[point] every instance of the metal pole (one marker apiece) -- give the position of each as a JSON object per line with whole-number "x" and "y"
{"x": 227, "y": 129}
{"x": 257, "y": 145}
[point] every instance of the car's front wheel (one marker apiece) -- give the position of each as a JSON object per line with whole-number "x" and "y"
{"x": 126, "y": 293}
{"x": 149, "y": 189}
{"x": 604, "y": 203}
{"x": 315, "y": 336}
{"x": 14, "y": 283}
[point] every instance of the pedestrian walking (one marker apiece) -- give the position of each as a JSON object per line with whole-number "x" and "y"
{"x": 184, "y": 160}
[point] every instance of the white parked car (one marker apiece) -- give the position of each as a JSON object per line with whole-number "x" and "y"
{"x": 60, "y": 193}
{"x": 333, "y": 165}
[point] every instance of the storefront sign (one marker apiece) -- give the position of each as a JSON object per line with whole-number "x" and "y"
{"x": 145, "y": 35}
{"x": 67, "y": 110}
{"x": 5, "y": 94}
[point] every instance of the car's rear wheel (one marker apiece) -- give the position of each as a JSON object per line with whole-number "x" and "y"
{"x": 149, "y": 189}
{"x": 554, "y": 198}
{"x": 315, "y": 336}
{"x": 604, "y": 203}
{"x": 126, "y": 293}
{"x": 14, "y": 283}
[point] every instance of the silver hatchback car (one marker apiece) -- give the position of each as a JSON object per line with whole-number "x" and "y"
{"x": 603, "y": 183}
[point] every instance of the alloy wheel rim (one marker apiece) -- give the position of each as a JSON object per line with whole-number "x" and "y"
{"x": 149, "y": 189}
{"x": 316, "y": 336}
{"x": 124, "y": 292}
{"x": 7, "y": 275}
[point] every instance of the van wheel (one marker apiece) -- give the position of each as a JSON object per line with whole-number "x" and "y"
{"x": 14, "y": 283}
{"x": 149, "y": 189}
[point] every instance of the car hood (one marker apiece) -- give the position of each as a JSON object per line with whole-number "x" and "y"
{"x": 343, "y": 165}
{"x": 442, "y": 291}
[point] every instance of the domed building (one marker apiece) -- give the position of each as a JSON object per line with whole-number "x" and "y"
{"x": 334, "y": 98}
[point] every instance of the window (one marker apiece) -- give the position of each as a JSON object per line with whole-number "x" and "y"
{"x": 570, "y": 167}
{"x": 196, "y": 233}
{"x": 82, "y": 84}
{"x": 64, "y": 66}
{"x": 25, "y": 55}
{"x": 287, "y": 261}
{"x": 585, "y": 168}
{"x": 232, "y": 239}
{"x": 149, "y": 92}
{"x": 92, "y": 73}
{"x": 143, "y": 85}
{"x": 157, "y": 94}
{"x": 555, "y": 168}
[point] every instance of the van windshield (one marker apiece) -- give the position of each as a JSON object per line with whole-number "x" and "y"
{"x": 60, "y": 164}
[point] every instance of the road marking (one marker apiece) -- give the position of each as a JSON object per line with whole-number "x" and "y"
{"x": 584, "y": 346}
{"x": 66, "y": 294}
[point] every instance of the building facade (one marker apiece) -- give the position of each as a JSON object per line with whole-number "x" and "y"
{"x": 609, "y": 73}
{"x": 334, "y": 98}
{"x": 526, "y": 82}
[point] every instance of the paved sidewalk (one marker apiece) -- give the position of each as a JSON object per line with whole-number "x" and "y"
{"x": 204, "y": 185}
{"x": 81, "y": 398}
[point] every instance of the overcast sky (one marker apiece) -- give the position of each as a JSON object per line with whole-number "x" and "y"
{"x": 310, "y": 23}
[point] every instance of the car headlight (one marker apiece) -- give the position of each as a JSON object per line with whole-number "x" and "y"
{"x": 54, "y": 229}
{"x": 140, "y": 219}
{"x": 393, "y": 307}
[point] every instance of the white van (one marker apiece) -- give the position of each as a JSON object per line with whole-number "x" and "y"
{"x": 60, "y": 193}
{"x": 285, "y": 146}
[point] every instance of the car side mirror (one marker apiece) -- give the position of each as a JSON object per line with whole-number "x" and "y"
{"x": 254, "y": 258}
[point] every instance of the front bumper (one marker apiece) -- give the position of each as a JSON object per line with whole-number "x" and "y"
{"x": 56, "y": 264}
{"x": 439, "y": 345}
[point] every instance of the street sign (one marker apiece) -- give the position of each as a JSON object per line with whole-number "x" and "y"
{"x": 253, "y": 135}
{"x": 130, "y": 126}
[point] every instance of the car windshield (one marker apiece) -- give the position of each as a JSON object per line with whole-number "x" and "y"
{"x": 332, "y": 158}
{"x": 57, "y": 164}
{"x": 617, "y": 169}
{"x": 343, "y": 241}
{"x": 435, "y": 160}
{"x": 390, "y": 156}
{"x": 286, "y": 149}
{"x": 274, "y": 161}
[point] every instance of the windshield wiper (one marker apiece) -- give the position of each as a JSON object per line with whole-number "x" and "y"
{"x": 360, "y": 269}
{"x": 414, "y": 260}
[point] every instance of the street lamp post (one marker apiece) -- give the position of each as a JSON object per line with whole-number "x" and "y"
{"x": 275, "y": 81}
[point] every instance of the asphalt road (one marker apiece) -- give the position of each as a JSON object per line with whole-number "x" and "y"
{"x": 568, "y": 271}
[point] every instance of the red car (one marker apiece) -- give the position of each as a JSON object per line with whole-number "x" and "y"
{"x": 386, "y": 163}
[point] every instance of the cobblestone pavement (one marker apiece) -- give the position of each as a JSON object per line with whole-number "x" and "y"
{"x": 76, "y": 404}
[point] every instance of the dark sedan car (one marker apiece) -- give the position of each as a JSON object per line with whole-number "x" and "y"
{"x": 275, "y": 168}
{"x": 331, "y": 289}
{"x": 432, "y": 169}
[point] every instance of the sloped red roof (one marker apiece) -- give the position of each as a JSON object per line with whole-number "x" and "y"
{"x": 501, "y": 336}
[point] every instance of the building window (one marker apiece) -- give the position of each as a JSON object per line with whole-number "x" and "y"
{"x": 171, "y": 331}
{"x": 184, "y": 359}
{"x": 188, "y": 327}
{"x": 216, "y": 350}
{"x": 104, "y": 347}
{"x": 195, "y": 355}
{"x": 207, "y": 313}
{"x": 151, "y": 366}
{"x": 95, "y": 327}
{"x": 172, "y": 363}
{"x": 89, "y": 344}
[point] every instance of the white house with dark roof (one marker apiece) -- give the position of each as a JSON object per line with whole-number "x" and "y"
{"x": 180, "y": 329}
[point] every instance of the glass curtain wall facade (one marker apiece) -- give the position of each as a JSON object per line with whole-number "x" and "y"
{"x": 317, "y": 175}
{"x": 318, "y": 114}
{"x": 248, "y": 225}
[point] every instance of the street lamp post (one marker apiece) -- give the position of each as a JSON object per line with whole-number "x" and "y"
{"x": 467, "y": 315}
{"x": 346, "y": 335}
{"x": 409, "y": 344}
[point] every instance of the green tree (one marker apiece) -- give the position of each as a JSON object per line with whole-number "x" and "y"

Exercise directions:
Output the full listing without altering anything.

Response:
[point] every instance of the metal pole (one marker apiece) -- give the position of each as a JSON object per line with whole-number "x" and "y"
{"x": 227, "y": 129}
{"x": 257, "y": 145}
[point] every instance of the car's front wheel (one marker apiece) -- give the position of each as a JSON object per line with whole-number "x" and "y"
{"x": 126, "y": 293}
{"x": 149, "y": 189}
{"x": 604, "y": 203}
{"x": 315, "y": 336}
{"x": 14, "y": 283}
[point] every instance of the pedestrian walking (one marker apiece) -- give the position of each as a JSON object per line with whole-number "x" and "y"
{"x": 184, "y": 160}
[point] every instance of the white parked car (one marker apiece) -- give the position of each as a JSON object per line with whole-number "x" and "y"
{"x": 60, "y": 193}
{"x": 333, "y": 165}
[point] every instance of the storefront sign (one marker apiece) -- give the position of each as a JSON object per line with whole-number "x" and "y"
{"x": 145, "y": 35}
{"x": 67, "y": 110}
{"x": 5, "y": 94}
[point] every instance of the car's rear wheel (one marker apiece) -- give the position of each as a JSON object per line with whole-number "x" and "y"
{"x": 149, "y": 189}
{"x": 554, "y": 198}
{"x": 315, "y": 336}
{"x": 604, "y": 203}
{"x": 126, "y": 293}
{"x": 14, "y": 283}
[point] every instance of the silver hatchback car (one marker apiece) -- give the position of each as a JSON object per line with whole-number "x" and "y"
{"x": 603, "y": 183}
[point] every instance of the alloy wheel rim (one marker apiece) -- give the position of each as a JSON object per line with whole-number "x" and "y"
{"x": 149, "y": 189}
{"x": 316, "y": 336}
{"x": 124, "y": 292}
{"x": 7, "y": 275}
[point] every instance of the van wheel (one marker apiece) -- give the position of each as a JSON object per line with whole-number "x" and "y"
{"x": 14, "y": 283}
{"x": 149, "y": 189}
[point] every instance of the car hood (one marker apiece) -- give the position of each as a JSON object per line with whole-number "x" and "y"
{"x": 343, "y": 165}
{"x": 442, "y": 291}
[point] every instance of the domed building (one marker apiece) -- give the position of each as a JSON object per line with whole-number "x" and "y"
{"x": 334, "y": 98}
[point] every instance of the window (one marker apiece) -- give the position of each as a JSON object per line with whole-number "x" and "y"
{"x": 570, "y": 167}
{"x": 196, "y": 233}
{"x": 82, "y": 84}
{"x": 64, "y": 66}
{"x": 25, "y": 55}
{"x": 287, "y": 261}
{"x": 585, "y": 168}
{"x": 232, "y": 239}
{"x": 149, "y": 92}
{"x": 92, "y": 73}
{"x": 143, "y": 85}
{"x": 157, "y": 94}
{"x": 555, "y": 168}
[point] every instance of the van windshield (one marker apiece) -- give the position of each as a JSON object per line with whole-number "x" and "y"
{"x": 60, "y": 164}
[point] every instance of the road marking (one marker apiece) -- give the position of each as a JSON object per line with whole-number "x" and "y"
{"x": 584, "y": 346}
{"x": 66, "y": 294}
[point] every instance of the building facade (one marker apiece) -- give the position of each as a JSON object per line with whole-number "x" and "y"
{"x": 609, "y": 73}
{"x": 334, "y": 98}
{"x": 526, "y": 82}
[point] every instance of the paved sidewalk (one marker apiece) -- give the position of each as a JSON object per line with whole-number "x" and "y"
{"x": 204, "y": 185}
{"x": 81, "y": 398}
[point] every instance of the overcast sky (one marker apiece) -- give the position of each as a JSON object per line with whole-number "x" and "y"
{"x": 310, "y": 23}
[point] every instance of the car headlight (one marker apiece) -- give the position of each as a JSON object per line with whole-number "x" and "y"
{"x": 54, "y": 229}
{"x": 140, "y": 219}
{"x": 393, "y": 307}
[point] every instance of the white van (one marker apiece) -- give the position of each as a JSON object per line with whole-number "x" and "y"
{"x": 60, "y": 193}
{"x": 285, "y": 146}
[point] every instance of the car side mirror (one marker apiece) -- give the position of each as a JSON object per line with whole-number "x" and "y"
{"x": 254, "y": 258}
[point] every instance of the front bumper (one marker apiece) -- give the position of each as a JSON object per line with whole-number "x" and "y"
{"x": 56, "y": 264}
{"x": 439, "y": 345}
[point] every instance of the street sign (one marker apiece) -- give the position of each as a JSON object per line with whole-number "x" and "y"
{"x": 253, "y": 135}
{"x": 130, "y": 126}
[point] every instance of the car windshield (one marker apiece) -- give the position of each as a JSON object per line with whole-number "x" and "y"
{"x": 332, "y": 158}
{"x": 57, "y": 164}
{"x": 617, "y": 169}
{"x": 343, "y": 241}
{"x": 435, "y": 160}
{"x": 390, "y": 156}
{"x": 286, "y": 149}
{"x": 274, "y": 161}
[point] every instance of the windshield wiper (one marker apiece) -- give the position of each as a JSON object per line with whole-number "x" and "y"
{"x": 360, "y": 269}
{"x": 414, "y": 260}
[point] every instance of the street lamp post (one marker apiece) -- give the position of each as a JSON object per line with whole-number "x" and "y"
{"x": 275, "y": 81}
[point] every instance of the asphalt road (one marker apiece) -- give the position of each as a JSON object per line with whole-number "x" and "y"
{"x": 568, "y": 271}
[point] every instance of the red car (one marker apiece) -- give the position of each as a JSON object per line with whole-number "x" and "y"
{"x": 386, "y": 163}
[point] every instance of the cobblestone pavement (one marker apiece) -- give the position of each as a JSON object per line with whole-number "x" and "y"
{"x": 76, "y": 404}
[point] every instance of the dark sedan car (one marker apiece) -- give the position of each as a JSON object per line with whole-number "x" and "y"
{"x": 275, "y": 168}
{"x": 331, "y": 289}
{"x": 432, "y": 169}
[point] every instance of the sloped red roof (one marker apiece) -- give the position of each as a JSON object per line with whole-number "x" and "y"
{"x": 501, "y": 336}
[point] every instance of the building window (one marker apiece) -- give the position of each as a JSON object per line with whole-number "x" and "y"
{"x": 171, "y": 331}
{"x": 184, "y": 359}
{"x": 188, "y": 327}
{"x": 216, "y": 350}
{"x": 104, "y": 347}
{"x": 195, "y": 355}
{"x": 207, "y": 313}
{"x": 151, "y": 366}
{"x": 95, "y": 327}
{"x": 172, "y": 363}
{"x": 89, "y": 344}
[point] every instance of the white house with dark roof (one marker apiece) -- give the position of each as a JSON object per line with whole-number "x" and "y"
{"x": 180, "y": 329}
[point] every instance of the glass curtain wall facade (one marker apiece) -- give the position of each as a JSON object per line with whole-number "x" and "y"
{"x": 317, "y": 175}
{"x": 318, "y": 114}
{"x": 248, "y": 225}
[point] every instance of the street lamp post (one marker apiece) -- give the position of each as a JSON object per line with whole-number "x" and "y"
{"x": 467, "y": 315}
{"x": 346, "y": 335}
{"x": 409, "y": 344}
[point] every instance of the green tree (one marker apiece) -- give the position of each as a JSON object per line with whole-number "x" and "y"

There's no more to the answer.